START Input data

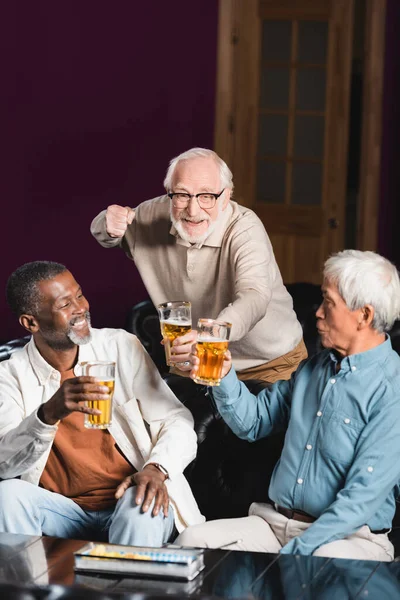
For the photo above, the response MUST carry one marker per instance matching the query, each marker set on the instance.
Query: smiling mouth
(79, 324)
(195, 223)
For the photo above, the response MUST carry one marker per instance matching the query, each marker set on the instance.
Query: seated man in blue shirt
(334, 487)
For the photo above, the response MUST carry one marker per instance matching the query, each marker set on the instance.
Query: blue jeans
(28, 509)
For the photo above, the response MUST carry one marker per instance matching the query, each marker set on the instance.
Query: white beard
(193, 239)
(77, 339)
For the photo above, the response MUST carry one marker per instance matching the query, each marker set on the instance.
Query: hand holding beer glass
(212, 343)
(175, 321)
(104, 371)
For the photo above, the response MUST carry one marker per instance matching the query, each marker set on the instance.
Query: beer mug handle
(81, 369)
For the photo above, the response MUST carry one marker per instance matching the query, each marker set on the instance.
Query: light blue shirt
(341, 457)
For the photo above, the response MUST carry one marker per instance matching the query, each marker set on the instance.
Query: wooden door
(282, 121)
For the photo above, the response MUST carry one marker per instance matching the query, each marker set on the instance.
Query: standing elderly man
(217, 255)
(334, 487)
(125, 484)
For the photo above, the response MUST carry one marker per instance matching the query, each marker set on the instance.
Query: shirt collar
(363, 359)
(216, 237)
(44, 371)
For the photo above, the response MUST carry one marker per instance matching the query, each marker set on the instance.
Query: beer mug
(175, 320)
(104, 371)
(212, 343)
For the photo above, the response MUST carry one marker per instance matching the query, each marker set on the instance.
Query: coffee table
(41, 568)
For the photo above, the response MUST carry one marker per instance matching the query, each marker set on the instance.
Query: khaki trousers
(277, 369)
(266, 530)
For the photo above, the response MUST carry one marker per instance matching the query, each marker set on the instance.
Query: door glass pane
(272, 135)
(309, 136)
(271, 181)
(306, 183)
(274, 88)
(313, 41)
(310, 89)
(276, 40)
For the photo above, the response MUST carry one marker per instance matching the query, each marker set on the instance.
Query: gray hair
(366, 278)
(225, 172)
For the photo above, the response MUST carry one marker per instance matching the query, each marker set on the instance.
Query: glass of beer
(175, 320)
(104, 371)
(212, 343)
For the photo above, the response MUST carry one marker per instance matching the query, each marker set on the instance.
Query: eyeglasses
(181, 200)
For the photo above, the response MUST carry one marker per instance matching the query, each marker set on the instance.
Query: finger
(165, 502)
(151, 491)
(130, 215)
(188, 338)
(140, 492)
(158, 502)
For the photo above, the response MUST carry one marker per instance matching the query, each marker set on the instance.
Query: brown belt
(297, 515)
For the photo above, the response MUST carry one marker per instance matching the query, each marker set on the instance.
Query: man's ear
(29, 323)
(367, 314)
(228, 194)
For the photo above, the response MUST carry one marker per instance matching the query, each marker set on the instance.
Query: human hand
(71, 397)
(117, 219)
(195, 362)
(181, 348)
(150, 485)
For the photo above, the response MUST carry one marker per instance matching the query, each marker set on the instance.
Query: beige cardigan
(233, 276)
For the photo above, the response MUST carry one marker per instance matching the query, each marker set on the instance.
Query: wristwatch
(161, 468)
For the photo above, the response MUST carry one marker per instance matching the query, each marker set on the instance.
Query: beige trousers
(277, 369)
(266, 530)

END Input data

■ What is expected: What is needed is every entry above, repeated exactly, with the pictures dropped.

■ Exercise result:
For the photo above, the response MUST carry one marker per instance matching the query, each marker set on the instance.
Query: smiling mouth
(79, 324)
(195, 223)
For the photo above, the response MUST carry one marker per instance matching the query, each marker set on the instance.
Query: seated man in blue shirt
(334, 487)
For the photo above, the response MUST carry one marker per instance matching the query, each marker set on the instance.
Query: blue jeans
(28, 509)
For the photo above, the response MUST carry one marker per instance matching the query, each marker set on the instance.
Query: white beard
(193, 239)
(77, 339)
For the photo above, the response MUST carry one marker per instance matching the query, each marker set on the instance.
Query: hand holding beer glass
(212, 343)
(175, 321)
(104, 371)
For the photo above, the response MUST carry one marker per instance matching the query, each marker set on the instance.
Query: beer mug handle
(81, 369)
For the photo above, the response MUST carry one marker per instance matching the query, each marker set on the instance.
Query: light blue shirt
(341, 457)
For the photo above, the response MUST carry one marker per instance matching the query, each marker set on the instance.
Query: wooden door
(282, 121)
For the photo above, the response MUST carry one marker per instance matching the query, each marker set on the instance.
Query: standing elderly man
(217, 255)
(334, 487)
(125, 484)
For the photo above, the response MUST carry one marker per instance matching the query, each marker set on the instance.
Query: shirt collar
(363, 359)
(216, 237)
(44, 371)
For the photo above, the response MUST carry one marker per instance matching the query, each marker set on the instance.
Query: beer mug
(175, 320)
(104, 371)
(212, 343)
For the photo above, the response MUST carry one marker per instance matching the query, each marker set on the instance.
Query: coffee table
(41, 568)
For the photo above, the response MUST carry one marker per instance matching the query, each marker set on the instance.
Query: khaki trousers
(277, 369)
(266, 530)
For the photo above, the response MUST carry one marker per instance matching the query, each marker set on the instance.
Query: door glass pane
(272, 135)
(309, 136)
(271, 181)
(306, 183)
(274, 88)
(313, 41)
(310, 89)
(276, 40)
For the photo above, the response MUST carry one marker per instance matching the query, each marker set on the instance.
Query: gray hair
(366, 278)
(225, 172)
For the photo above, the response MUST carry one marker per instance matching the query, each marker set on the instance.
Query: glass of beer
(175, 320)
(104, 371)
(212, 343)
For the photo above, the response MUST carry one marker per instance matching the query, each marker set on the instance.
Query: eyeglasses
(181, 200)
For the photo above, the response MUST carry one marker per instance matching the query, each marker set on the instance.
Query: finger
(165, 502)
(151, 491)
(130, 215)
(188, 338)
(140, 492)
(158, 502)
For the photo above, the response MUST carry one marker per instance matching the query, each marker set on the instance.
Query: brown belt
(297, 515)
For the photo above, the response MUST carry one marker per instance matching the query, each marker set on the instance.
Query: man's ear
(29, 323)
(367, 314)
(228, 194)
For the photo above, the response MUST carry one marker per instance matching the query, each marker set on the instance.
Query: human hand
(71, 397)
(117, 219)
(195, 362)
(181, 348)
(150, 485)
For the photo above, the response MUST carry one marker per instance matching the query, each marker set on the instance.
Query: beige cardigan
(233, 276)
For the photo above, the response MUST carry one marker per instance matching the query, each marker set on the instance.
Query: wristwatch
(161, 468)
For the photo above, the response MUST carry one marker per instance matching the query, each marker set on the instance.
Query: beige trousers
(277, 369)
(266, 530)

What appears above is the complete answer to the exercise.